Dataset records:
⟨

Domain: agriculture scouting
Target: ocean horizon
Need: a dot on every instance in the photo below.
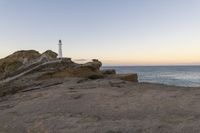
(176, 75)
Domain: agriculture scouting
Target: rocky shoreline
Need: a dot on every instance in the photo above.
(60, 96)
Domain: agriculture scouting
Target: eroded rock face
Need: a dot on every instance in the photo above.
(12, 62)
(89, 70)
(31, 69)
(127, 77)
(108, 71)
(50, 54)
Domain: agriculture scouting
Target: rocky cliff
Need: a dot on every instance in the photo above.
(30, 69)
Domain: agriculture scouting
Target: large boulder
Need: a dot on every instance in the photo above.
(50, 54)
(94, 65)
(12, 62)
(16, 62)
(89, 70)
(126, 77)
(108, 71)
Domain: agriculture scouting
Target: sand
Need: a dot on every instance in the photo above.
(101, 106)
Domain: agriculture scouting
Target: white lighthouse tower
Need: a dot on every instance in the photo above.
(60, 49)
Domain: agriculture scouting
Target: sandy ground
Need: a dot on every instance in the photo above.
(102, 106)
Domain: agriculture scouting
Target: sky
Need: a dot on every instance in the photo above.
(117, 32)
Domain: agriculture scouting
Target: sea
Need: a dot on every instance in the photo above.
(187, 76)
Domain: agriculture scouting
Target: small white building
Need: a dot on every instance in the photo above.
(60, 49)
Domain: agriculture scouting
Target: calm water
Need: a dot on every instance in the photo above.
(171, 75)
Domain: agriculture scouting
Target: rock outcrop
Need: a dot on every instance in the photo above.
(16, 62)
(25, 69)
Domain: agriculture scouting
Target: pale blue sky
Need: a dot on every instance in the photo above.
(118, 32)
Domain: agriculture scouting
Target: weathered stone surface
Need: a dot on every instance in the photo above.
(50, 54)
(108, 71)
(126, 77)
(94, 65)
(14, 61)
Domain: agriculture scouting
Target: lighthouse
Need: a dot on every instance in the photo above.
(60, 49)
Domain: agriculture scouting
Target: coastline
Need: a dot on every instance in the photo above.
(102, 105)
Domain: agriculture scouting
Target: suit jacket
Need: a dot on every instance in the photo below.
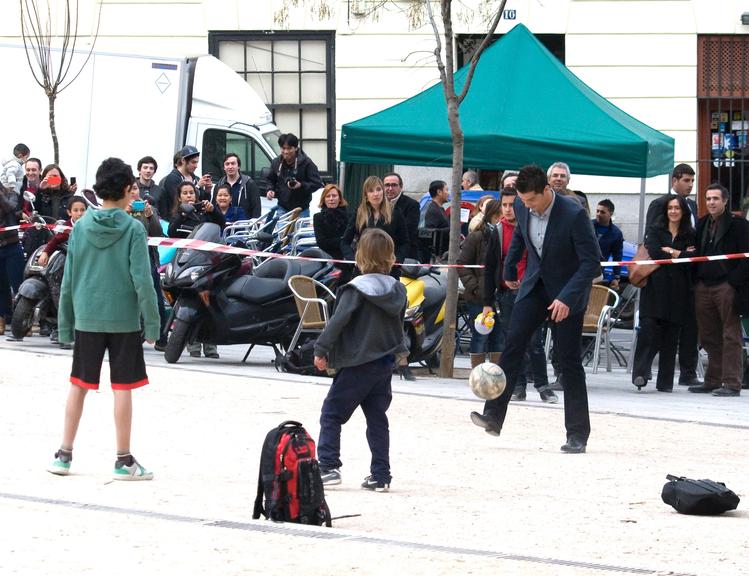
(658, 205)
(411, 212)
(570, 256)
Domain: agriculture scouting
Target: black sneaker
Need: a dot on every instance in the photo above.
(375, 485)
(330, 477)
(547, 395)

⟩

_WHAT TO DO_
Omit every picture, then write out the entries above exactly.

_REPLY_
Domain: agriculture scouting
Target: ocean horizon
Need: a dot on every instance in the photo below.
(176, 75)
Domain: agriculture scouting
Target: rocky shoreline
Need: a dot on every instance in the photo above.
(60, 96)
Domain: agriculture scouting
Target: eroded rock face
Need: a dot on every instance in the photo above.
(12, 62)
(89, 70)
(31, 69)
(127, 77)
(108, 71)
(50, 54)
Domain: agriculture scouting
Target: rocky cliff
Need: a dot on every instance in the photo above.
(30, 69)
Domain: agriculture scouting
Target: large boulder
Need: a dot on every instance in the photo above.
(50, 54)
(94, 65)
(12, 62)
(16, 62)
(89, 70)
(126, 77)
(108, 71)
Domain: agriculture scouting
Target: sand
Need: a dot on every instance in the photo above.
(101, 106)
Domain: agriculture scouting
Target: white lighthouse tower
Need: a dot on every instance in the photo above.
(60, 49)
Domain: agriculture scouting
Target: sandy ground
Need: a dot on every instance in the photo above.
(102, 106)
Domain: agriculture scouting
Target: sky
Need: a dot on every instance in the photo above.
(117, 32)
Domain: agriculture scouting
Target: sea
Need: a dot on every instance in the photo above.
(187, 76)
Domain: agriculture scouting
Target: small white building
Need: a dot on every instance in the photo above.
(60, 49)
Domain: agriculture scouting
Target: calm water
Need: a dot on every instance in the photo above.
(171, 75)
Domain: agriculture scouting
Target: rock outcrop
Need: a dot on every instance in the photo above.
(16, 62)
(25, 69)
Domain: agriculture scouting
Target: pale blue sky
Need: a dot on every instance in the photo above.
(118, 32)
Domain: agriculture scouting
Target: weathered stone surface
Need: a dot on every instance in the photo above.
(50, 54)
(108, 71)
(126, 77)
(94, 65)
(14, 61)
Domain: agriculture scouting
Target: lighthouse
Need: a dot on every instance in the photo above.
(60, 49)
Domain: agriculture scouting
Target: coastline
Need: a dot on every instance in the photo above.
(102, 105)
Domain: agriculture scouting
Target: suit jacket
Need: a dot on every instance in the photo below.
(658, 205)
(411, 212)
(570, 256)
Domain: agriculture scouting
Target: black sneaker
Need: a dot on every instance in the photo above.
(375, 485)
(330, 477)
(547, 395)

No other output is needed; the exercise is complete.